Entries from a dataset:
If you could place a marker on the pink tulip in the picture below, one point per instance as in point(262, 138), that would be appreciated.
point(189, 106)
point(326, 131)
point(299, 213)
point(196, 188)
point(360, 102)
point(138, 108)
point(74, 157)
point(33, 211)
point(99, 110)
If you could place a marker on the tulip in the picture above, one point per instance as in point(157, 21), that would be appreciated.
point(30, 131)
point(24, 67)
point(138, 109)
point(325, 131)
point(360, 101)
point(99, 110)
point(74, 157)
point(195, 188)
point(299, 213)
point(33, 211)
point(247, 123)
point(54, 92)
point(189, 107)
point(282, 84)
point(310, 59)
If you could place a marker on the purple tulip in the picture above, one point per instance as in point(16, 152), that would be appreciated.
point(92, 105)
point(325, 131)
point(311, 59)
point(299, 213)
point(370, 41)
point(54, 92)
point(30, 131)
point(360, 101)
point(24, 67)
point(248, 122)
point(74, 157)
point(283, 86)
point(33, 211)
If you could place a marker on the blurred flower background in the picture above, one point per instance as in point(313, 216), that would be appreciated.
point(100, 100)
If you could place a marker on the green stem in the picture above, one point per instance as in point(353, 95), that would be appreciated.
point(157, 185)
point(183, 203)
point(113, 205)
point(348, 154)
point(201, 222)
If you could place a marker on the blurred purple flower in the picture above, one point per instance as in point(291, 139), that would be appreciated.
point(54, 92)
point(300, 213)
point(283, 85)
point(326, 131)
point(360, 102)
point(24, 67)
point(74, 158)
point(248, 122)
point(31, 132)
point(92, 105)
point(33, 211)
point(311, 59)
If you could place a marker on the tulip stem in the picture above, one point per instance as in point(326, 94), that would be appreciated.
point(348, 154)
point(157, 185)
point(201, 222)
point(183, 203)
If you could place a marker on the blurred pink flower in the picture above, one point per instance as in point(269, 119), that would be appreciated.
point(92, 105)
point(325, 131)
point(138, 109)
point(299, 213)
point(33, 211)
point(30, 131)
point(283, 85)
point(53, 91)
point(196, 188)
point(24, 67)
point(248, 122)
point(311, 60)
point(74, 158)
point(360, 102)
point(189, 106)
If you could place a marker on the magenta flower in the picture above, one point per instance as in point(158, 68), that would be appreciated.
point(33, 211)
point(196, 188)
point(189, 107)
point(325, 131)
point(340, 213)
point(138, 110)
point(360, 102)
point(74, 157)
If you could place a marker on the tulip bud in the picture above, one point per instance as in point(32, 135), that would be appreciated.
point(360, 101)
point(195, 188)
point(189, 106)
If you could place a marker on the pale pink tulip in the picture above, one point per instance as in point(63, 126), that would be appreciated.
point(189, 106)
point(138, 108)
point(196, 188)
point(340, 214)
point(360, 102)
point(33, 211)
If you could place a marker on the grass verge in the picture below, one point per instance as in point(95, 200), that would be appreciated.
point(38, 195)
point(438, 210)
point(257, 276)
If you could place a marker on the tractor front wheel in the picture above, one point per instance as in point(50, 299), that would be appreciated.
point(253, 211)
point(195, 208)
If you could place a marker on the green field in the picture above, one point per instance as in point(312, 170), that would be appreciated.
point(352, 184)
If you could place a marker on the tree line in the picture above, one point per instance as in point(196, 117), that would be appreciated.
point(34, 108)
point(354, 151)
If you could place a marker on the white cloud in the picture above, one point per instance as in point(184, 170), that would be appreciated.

### Exercise goal
Reproduce the rows from the start through the line containing "point(310, 59)", keeping the requests and raising both coordinates of every answer point by 87. Leave the requests and the sample points inside them unchanged.

### Correct output
If you could place a marker on the pink tulip in the picture below, one point per instance as in point(262, 138), that would be appreciated.
point(276, 193)
point(413, 218)
point(386, 300)
point(283, 275)
point(447, 189)
point(225, 195)
point(161, 244)
point(120, 298)
point(186, 197)
If you could place a marker on the tulip in the picture above, one point per instance as in point(157, 21), that would be appreciated.
point(117, 218)
point(111, 154)
point(225, 196)
point(412, 218)
point(447, 188)
point(186, 197)
point(161, 244)
point(282, 275)
point(386, 300)
point(120, 298)
point(334, 210)
point(141, 179)
point(276, 194)
point(369, 171)
point(397, 146)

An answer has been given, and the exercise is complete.